→ Task statement:
Among the lines of the material below, count those holding "item". Report the number by itself.

# # #

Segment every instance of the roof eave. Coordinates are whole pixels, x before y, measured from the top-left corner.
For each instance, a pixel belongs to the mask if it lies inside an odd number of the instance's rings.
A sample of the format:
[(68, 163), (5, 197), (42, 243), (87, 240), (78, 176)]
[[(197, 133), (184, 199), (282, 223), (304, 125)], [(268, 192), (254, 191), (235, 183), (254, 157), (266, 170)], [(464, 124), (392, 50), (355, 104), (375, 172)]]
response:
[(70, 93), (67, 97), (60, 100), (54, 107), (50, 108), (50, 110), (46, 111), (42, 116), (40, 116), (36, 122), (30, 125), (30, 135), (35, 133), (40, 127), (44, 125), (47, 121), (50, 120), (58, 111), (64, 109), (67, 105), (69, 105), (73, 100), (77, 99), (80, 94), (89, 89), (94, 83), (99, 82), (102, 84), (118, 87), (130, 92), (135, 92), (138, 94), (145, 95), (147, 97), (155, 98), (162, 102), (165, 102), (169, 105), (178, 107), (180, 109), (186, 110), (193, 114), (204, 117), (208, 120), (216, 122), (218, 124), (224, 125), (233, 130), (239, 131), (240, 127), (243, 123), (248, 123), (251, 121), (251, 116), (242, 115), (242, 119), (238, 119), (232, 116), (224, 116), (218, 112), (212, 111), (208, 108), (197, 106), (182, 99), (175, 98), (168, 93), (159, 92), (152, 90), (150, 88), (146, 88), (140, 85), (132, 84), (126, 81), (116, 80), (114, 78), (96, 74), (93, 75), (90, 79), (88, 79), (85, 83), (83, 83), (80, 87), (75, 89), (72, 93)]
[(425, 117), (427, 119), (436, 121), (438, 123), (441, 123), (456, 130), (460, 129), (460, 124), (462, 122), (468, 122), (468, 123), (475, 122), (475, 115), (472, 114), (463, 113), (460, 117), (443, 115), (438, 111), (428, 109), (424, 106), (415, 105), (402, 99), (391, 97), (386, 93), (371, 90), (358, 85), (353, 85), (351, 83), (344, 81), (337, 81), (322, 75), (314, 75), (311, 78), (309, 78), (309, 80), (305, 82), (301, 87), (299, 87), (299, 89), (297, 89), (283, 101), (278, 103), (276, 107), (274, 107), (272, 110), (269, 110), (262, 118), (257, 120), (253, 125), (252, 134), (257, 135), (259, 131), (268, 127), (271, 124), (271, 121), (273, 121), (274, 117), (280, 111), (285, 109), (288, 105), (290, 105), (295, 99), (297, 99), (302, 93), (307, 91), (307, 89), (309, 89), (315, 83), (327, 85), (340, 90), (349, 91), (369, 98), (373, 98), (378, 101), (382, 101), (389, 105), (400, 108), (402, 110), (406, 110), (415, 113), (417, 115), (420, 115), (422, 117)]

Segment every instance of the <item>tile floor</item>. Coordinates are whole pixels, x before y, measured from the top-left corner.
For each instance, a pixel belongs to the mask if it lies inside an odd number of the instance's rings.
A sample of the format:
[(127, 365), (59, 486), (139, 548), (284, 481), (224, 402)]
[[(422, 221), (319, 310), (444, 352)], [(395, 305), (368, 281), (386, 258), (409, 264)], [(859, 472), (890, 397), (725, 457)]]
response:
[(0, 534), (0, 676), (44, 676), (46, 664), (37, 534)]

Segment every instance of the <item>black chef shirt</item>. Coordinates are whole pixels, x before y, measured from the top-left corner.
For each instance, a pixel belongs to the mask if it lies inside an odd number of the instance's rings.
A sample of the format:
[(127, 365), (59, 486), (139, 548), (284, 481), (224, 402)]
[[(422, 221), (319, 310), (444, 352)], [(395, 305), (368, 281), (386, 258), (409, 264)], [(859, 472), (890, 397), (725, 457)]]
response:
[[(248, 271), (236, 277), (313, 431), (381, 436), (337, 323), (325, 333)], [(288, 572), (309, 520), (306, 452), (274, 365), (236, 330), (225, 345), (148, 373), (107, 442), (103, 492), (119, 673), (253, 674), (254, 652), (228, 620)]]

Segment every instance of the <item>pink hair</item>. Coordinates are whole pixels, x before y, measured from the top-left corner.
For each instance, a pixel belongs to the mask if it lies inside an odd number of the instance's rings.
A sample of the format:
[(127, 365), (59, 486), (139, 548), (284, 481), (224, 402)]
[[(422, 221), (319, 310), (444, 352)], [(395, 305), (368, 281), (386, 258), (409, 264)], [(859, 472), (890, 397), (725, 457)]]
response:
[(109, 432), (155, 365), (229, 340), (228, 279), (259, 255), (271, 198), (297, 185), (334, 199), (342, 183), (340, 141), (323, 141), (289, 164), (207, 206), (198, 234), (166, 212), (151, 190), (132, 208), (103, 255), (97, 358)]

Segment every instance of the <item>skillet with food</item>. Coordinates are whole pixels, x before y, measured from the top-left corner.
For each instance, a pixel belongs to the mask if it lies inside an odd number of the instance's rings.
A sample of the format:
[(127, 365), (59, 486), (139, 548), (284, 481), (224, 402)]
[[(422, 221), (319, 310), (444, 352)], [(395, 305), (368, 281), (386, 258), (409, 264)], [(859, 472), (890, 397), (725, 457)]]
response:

# # #

→ Solution to the exercise:
4